#### Supplied text

AHC: End Slavery in the USA Peacefully and Quickly

The challenge, if you accept it, is for you to end slavery in the United States relatively quickly and with minimal violence.

A few rules for this challenge.

1. No POD can be after 1787. The earliest you can have is when the Constitution was being written.

2. Be realistic. You can obviously make subtle changes, like some people being a little more willing to end slavery, but nothing massively ASB.

3. Obviously, you are not allowed a Civil War, or for the South to secede peacefully. It has to be a single country at all times.

4. I will be vague on the quickly bit, but try to make it at the latest before the 1860s.

Good luck, and let the Challenge Begin!
 
New form of malaria spreads throughout the southern half of the US, which about a third of slaves are immune to because they have sickle cell.

Because white slaveowners die off and blacks are possibly the majority in the South, slavery is abolished.

No violence, so it's peaceful. While it's also quick.
 
New form of malaria spreads throughout the southern half of the US, which about a third of slaves are immune to because they have sickle cell.

Because white slaveowners die off and blacks are possibly the majority in the South, slavery is abolished.

No violence, so it's peaceful. While it's also quick.

Interesting idea, thought it kinda borders on ASB.

On the subject; as many of you know, one of Jefferson's rough drafts of the Declaration of Independence had slavery being abolished, thought I it was written out so as not to anger Southern States. Is there a way this clause could have been in here without angering the south (gradual manumission maybe? :confused:). I know this is pre 1787, but I thought it was worth bringing up.

########
#### Raw records

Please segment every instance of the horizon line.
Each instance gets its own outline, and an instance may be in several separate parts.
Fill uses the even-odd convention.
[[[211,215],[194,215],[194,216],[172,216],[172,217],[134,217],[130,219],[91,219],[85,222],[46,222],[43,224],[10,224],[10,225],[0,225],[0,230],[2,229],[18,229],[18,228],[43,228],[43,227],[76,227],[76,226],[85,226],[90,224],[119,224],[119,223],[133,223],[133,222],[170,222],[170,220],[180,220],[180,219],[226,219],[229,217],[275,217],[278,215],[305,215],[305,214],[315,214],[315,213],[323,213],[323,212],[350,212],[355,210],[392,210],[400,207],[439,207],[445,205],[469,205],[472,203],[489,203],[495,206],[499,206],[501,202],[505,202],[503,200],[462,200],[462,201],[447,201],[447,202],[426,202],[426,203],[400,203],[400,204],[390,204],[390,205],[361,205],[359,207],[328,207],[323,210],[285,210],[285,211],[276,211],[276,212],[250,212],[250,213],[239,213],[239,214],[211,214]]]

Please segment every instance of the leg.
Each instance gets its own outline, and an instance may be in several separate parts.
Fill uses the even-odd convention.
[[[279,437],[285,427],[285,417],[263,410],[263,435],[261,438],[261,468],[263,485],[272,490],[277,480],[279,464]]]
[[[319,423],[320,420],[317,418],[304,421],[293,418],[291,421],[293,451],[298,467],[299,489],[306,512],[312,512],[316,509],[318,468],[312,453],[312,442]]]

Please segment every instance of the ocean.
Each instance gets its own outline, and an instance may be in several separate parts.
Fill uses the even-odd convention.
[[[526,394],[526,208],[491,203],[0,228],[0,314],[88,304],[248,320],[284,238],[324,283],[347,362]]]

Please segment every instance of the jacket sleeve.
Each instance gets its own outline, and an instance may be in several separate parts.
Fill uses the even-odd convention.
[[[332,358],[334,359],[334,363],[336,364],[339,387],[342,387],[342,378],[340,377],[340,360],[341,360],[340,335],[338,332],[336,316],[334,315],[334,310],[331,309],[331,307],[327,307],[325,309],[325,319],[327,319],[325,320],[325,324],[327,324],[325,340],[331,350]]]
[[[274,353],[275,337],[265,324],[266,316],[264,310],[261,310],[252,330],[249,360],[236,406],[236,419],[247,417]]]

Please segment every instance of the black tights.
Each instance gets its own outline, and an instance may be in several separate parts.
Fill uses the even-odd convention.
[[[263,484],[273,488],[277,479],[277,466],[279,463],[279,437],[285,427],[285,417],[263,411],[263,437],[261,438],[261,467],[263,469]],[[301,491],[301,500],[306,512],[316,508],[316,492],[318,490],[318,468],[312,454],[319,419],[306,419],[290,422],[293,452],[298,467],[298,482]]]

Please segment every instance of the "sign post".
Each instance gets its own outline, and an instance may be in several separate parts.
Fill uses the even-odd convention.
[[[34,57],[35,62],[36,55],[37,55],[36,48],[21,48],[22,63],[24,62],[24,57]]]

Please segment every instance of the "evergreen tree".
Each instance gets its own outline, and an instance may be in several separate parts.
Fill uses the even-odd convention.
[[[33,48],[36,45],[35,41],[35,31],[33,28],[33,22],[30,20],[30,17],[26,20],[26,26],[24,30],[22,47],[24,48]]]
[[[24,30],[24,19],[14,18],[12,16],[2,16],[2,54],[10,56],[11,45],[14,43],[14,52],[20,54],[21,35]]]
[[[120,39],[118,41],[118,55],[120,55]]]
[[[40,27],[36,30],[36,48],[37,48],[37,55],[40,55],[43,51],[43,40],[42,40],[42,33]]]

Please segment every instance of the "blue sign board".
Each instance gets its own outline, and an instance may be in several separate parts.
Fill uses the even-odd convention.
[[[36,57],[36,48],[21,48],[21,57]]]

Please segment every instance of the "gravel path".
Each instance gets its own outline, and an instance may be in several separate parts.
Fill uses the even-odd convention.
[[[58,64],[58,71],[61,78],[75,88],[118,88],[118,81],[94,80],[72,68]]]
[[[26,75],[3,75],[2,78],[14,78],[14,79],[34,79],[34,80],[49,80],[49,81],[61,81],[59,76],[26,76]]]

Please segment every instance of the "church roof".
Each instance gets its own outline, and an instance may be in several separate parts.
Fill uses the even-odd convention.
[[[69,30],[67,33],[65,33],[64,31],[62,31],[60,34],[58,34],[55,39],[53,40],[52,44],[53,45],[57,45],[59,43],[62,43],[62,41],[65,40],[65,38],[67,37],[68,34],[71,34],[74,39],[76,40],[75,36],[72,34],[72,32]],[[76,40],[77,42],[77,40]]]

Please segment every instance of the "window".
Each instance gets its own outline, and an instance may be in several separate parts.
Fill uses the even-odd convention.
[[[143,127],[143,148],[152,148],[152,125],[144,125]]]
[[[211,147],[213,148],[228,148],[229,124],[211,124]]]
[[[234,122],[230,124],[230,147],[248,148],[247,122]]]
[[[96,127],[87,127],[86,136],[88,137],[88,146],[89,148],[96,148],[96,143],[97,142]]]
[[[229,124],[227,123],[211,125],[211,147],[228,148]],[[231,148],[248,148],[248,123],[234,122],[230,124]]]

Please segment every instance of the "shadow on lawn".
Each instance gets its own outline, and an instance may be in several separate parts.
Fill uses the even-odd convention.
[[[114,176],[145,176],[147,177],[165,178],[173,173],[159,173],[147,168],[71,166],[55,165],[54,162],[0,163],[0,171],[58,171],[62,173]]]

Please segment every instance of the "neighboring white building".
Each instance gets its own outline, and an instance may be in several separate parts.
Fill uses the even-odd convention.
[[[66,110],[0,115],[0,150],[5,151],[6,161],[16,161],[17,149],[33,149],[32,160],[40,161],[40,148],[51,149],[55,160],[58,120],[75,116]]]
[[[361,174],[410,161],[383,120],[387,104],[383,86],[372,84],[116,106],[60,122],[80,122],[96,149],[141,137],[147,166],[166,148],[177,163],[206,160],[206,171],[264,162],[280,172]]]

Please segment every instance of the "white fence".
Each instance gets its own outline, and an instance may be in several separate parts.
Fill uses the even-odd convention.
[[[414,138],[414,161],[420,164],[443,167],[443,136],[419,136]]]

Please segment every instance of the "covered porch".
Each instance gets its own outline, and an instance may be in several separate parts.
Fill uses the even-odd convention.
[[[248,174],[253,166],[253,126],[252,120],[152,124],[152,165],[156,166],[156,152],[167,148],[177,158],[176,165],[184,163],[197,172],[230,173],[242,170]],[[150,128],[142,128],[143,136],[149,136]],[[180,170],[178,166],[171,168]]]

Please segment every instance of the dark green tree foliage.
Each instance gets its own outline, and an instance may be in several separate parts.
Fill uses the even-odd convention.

########

# [Task list]
- A) Using the challenge thread, answer these questions:
(i) After what year may no point of divergence fall?
(ii) By what time does the challenge suggest slavery should end at the latest?
(iii) Whose rough draft of the Declaration of Independence had slavery being abolished?
- B) Reproduce the stretch of the challenge thread from "AHC: End Slavery" through "nothing massively ASB.".

# [Worked answers]
- A)
(i) 1787
(ii) Before the 1860s
(iii) Jefferson's

- B)
AHC: End Slavery in the USA Peacefully and Quickly

The challenge, if you accept it, is for you to end slavery in the United States relatively quickly and with minimal violence.

A few rules for this challenge.

1. No POD can be after 1787. The earliest you can have is when the Constitution was being written.

2. Be realistic. You can obviously make subtle changes, like some people being a little more willing to end slavery, but nothing massively ASB.